New American Dream Planning
The traditional sense of the American dream has changed. No longer is a happy marriage, couple kids (1.86 to be exact) and white picket fence on a tree-lined street the ideal american lifestyle. Now, statistics show that more and more people are opting to live together outside the bonds of matrimony. Individuals living together outside of marriage in the 21st century include not only young couples but senior citizens, domestic partners, and everyone else in between. Following the same California estate planning rules and principles for married couples will help to minimize potential financial disputes and complications in the event of a break-up, death or other tragedy for unmarried couples. Utilizing California estate planning rules is especially important for unmarried couples as they commonly face the same financial hardships as married couples without any the benefits of marital laws, real property rights, inheritances, employee benefits, ability to divide income and debts, and so on.
Are there special California estate planning rules that govern relationships of unmarried couples? No. The understanding of the parties is what rules the day. Talk about a recipe for future disputes. Unmarried couples in committed relationships should enter into written documents detailing what will happen to their assets (and debts) in the event that the relationship ends. This is especially true when one or both bring substantial assets into the relationship, children are involved, or a purchase of a major asset is contemplated. The first document an unmarried couple should create is called a “non-marital agreement” – otherwise known as a “living together” or “domestic partner” agreement. It’s important to note that since members of the “gay” or LGBT community can now legally marry in California, parties in those relationships are governed by the same community property rules and principles as heterosexual married couples in the absence of an agreement to the contrary.
Common Sense & California Estate Planning Rules for Non-Marital Agreements
While little guidance is contained in the California estate planning rules or state statutes, most courts recognize non-marital agreements. Common sense comes into play here. Even if you’re convinced that this is “the one,” unless your married you need to spell out how your assets and income will be divided up during a relationship and after a relationship ends. Failing to plan ahead may lead to court action at the end of your courtship. Great. Just what you want. A rendezvous with your ex at the local courthouse.
A non-exhaustive list of common issues to be addressed in a standard Non-Marital agreement include:
- Amount each party contributes to monthly bills
- Whether paychecks are to be kept separate or combined
- How ownership for assets brought into the relationship will be maintained (pooled or separate)
- Bank account designations (mutual checking account or individual accounts)

RECORD EXTRACTS ▸

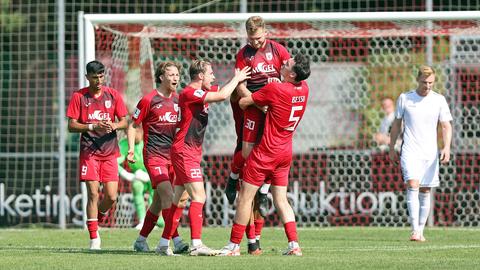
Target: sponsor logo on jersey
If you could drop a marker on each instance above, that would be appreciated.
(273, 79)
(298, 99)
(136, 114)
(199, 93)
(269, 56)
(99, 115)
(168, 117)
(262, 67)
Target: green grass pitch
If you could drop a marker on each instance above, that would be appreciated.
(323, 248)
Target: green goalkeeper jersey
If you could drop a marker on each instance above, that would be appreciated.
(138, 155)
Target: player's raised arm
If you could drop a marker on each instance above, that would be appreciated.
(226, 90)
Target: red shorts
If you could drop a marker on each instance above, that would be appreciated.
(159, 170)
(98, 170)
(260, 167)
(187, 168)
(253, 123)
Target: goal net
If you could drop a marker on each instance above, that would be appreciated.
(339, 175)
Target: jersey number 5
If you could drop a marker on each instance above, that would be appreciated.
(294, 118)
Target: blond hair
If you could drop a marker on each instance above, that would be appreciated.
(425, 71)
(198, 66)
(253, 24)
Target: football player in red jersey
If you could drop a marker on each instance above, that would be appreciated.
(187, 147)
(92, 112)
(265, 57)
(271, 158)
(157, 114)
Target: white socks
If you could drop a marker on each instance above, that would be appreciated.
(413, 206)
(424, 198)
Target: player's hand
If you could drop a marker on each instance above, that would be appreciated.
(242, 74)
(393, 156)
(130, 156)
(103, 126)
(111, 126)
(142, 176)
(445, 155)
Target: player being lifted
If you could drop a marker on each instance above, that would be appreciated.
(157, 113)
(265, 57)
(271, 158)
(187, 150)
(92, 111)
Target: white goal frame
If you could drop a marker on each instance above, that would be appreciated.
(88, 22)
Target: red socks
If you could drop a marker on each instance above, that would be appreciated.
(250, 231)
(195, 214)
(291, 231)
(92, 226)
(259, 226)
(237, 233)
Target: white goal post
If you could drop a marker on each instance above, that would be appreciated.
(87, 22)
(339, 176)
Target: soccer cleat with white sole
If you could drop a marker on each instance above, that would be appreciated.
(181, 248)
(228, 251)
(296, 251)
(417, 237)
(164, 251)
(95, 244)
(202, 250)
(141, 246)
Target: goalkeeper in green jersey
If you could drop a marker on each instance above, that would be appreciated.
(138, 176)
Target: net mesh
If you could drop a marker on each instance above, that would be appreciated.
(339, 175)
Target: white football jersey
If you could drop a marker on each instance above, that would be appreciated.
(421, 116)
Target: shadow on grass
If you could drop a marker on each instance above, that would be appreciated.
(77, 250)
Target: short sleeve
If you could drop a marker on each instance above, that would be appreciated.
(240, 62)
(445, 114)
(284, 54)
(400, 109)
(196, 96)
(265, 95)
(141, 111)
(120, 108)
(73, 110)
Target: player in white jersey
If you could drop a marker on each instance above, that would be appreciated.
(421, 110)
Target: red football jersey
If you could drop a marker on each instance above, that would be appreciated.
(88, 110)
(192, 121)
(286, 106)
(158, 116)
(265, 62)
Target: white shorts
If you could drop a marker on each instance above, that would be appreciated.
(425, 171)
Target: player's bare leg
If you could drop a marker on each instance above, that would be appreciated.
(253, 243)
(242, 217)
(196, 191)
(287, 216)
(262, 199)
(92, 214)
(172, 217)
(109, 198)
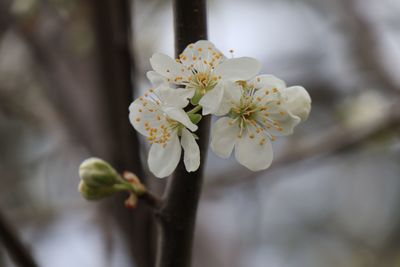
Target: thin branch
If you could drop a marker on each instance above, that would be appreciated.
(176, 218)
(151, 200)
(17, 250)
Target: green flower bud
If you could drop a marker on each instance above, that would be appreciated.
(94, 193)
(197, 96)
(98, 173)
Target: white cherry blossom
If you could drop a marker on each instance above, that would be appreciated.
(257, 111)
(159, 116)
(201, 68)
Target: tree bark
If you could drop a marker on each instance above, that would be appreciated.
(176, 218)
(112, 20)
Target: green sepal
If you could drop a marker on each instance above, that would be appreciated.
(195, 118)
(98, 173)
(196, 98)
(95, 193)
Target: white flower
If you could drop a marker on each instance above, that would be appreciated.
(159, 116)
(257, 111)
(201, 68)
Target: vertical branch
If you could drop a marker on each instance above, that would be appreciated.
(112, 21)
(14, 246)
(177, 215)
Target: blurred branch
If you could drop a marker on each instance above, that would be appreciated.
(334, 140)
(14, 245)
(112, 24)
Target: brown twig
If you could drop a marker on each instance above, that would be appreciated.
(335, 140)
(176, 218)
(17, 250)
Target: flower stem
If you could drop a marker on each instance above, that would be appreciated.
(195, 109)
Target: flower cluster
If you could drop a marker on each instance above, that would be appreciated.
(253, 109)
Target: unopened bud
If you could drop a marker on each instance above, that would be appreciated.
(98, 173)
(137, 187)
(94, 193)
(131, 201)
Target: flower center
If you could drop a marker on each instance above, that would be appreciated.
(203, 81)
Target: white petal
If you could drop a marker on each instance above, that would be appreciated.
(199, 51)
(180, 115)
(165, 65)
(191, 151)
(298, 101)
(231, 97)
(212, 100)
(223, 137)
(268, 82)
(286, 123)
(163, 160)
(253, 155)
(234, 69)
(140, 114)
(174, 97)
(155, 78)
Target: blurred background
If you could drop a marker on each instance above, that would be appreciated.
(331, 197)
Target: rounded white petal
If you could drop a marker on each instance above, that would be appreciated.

TASK TO CARRY OUT ▸ For each statement, decide whether the text on estate planning for unmarried couples supports it, answering yes or no and quoting the words of the text that settle it. 1. California has special estate planning rules that govern relationships of unmarried couples. 2. Most courts recognize non-marital agreements. 3. A non-marital agreement is also called a "living together" agreement. The records stand apart from the text and are unrelated to it.

RESPONSE AREA ▸
1. No: "Are there special California estate planning rules that govern relationships of unmarried couples? No. The understanding of the parties is what rules the day."
2. Yes: "most courts recognize non-marital agreements."
3. Yes: "called a “non-marital agreement” – otherwise known as a “living together” or “domestic partner” agreement."